## Questions
- a) Retype the part of the Salish Sea Speakers Series announcement starting at "They will also" and ending at "point of view.".
- b) According to the Salish Sea Speakers Series announcement, how long have Larry Campbell and Jamie Donatuto been collaborating on developing and pilot-testing health indicators responsive to Indigenous health?
- c) Carry on the Salish Sea Speakers Series announcement from its last sentence.

## Study text
NWIC and WWU will host the second Salish Sea Speakers Series on April 28. Larry Campbell and Jamie Donatuto who will speak about using Indigenous Health Indicators to explain why including natural resources in Coast Salish health assessments is key to more accurate results.
Their presentation from 12 to 2 pm in the NWIC log building will focus on using Indigenous health indicators to explain why including natural resources in Coast Salish health assessments is key to more accurate results.
They will also be presenting at WWU from 4 to 5 pm in the Huxley Building (CF 110). Their presentation at WWU will focus on how the health of the Salish Sea is the health of the people and evaluating health from a Coast Salish point of view.
Free Parking at Both Events
For more information contact:
Emma Norman, Ph.D, Science Department Chair at NWIC
Biography of Presenters
Larry W. Campbell, Sr.is the Tribal Historical Preservation Officer for the Swinomish Indian Tribal Community in the Cultural Resources Office, and the Community Health Specialist in the recently formed Swinomish Community Health Program. Larry is also involved in Intergovernmental Relations and Cultural Resource Planning. He has been involved for over 30 years in Swinomish Indian Tribal Community governmental committees, intergovernmental affairs, public relations, community development, spiritual traditions and cultural activities. Larry is a distinguished Swinomish tribal elder.
For the past 25 years, the greater part of Larry’s work has involved the interrelationships between tribal, local, regional, national, and international governmental programs. He has presented numerous times on inter-governmental relations, cultural, spiritual and historical issues. He works closely with Dr. Jamie Donatuto in developing and pilot-testing health indicators responsive to Indigenous health, a project Larry and Jamie have been collaborating on for more than a decade.

## Dataset content
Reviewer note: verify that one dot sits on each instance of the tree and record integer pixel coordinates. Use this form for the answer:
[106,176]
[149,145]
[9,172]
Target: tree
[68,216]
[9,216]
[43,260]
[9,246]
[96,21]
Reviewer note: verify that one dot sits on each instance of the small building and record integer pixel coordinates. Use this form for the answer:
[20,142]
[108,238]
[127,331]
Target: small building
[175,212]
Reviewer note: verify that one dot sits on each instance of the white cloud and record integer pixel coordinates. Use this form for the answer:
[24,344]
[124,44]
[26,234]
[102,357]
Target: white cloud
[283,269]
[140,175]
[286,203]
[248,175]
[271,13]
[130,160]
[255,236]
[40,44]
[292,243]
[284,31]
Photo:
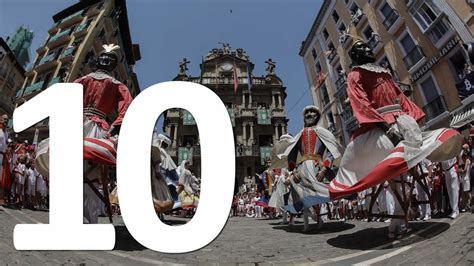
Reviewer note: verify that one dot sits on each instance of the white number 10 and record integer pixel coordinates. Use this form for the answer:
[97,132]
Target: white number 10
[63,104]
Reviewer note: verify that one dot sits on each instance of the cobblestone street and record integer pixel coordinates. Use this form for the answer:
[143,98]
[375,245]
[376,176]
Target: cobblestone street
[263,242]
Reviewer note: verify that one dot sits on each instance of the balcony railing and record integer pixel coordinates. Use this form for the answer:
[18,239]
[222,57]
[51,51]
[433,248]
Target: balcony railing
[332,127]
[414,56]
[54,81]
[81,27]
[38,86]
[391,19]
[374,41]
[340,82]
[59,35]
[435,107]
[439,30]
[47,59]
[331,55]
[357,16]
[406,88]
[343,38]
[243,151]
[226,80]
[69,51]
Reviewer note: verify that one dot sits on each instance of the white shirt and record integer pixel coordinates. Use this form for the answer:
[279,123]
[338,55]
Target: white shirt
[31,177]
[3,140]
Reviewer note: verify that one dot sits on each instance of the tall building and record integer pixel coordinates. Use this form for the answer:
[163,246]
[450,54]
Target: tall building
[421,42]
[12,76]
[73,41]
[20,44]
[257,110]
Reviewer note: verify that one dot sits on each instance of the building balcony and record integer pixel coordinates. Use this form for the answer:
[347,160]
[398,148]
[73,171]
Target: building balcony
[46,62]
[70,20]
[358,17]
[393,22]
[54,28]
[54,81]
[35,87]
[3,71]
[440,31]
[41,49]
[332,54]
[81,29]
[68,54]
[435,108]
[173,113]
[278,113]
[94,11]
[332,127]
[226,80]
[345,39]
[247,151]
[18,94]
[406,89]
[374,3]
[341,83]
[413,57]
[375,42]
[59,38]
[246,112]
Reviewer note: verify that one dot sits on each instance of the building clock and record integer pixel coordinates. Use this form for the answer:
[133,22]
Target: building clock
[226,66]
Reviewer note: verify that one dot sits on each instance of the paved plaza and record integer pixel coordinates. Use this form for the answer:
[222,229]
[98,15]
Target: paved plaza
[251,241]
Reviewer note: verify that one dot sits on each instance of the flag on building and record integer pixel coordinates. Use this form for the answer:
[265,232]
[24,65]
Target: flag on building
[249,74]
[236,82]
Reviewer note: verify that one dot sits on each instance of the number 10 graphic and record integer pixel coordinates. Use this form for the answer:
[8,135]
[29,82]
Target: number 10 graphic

## Results
- a)
They will also be presenting at WWU from 4 to 5 pm in the Huxley Building (CF 110). Their presentation at WWU will focus on how the health of the Salish Sea is the health of the people and evaluating health from a Coast Salish point of view.

- b) More than a decade.

- c)
Dr. Jamie Donatuto is an Environmental Community Health Analyst for the Swinomish Indian Tribal Community, located in the beautiful Salish Sea in the Pacific Northwest of the United States. For 15 years, Jamie has been enacting investigations on behalf of the Tribe, including researching toxics in local traditional foods, tribal health-related impacts from climate change, and developing community-based indigenous health indicators. The Indigenous Health Indicators project is a collaborative effort with long-time colleague Swinomish elder, Larry Campbell. Jamie and Larry most recently launched the Swinomish Community Health Program and they work extensively with community education and outreach projects. Dr. Donatuto completed her doctoral studies at the University of British Columbia, Vancouver, Canada, in the interdisciplinary graduate program of Resource Management and Environmental Studies.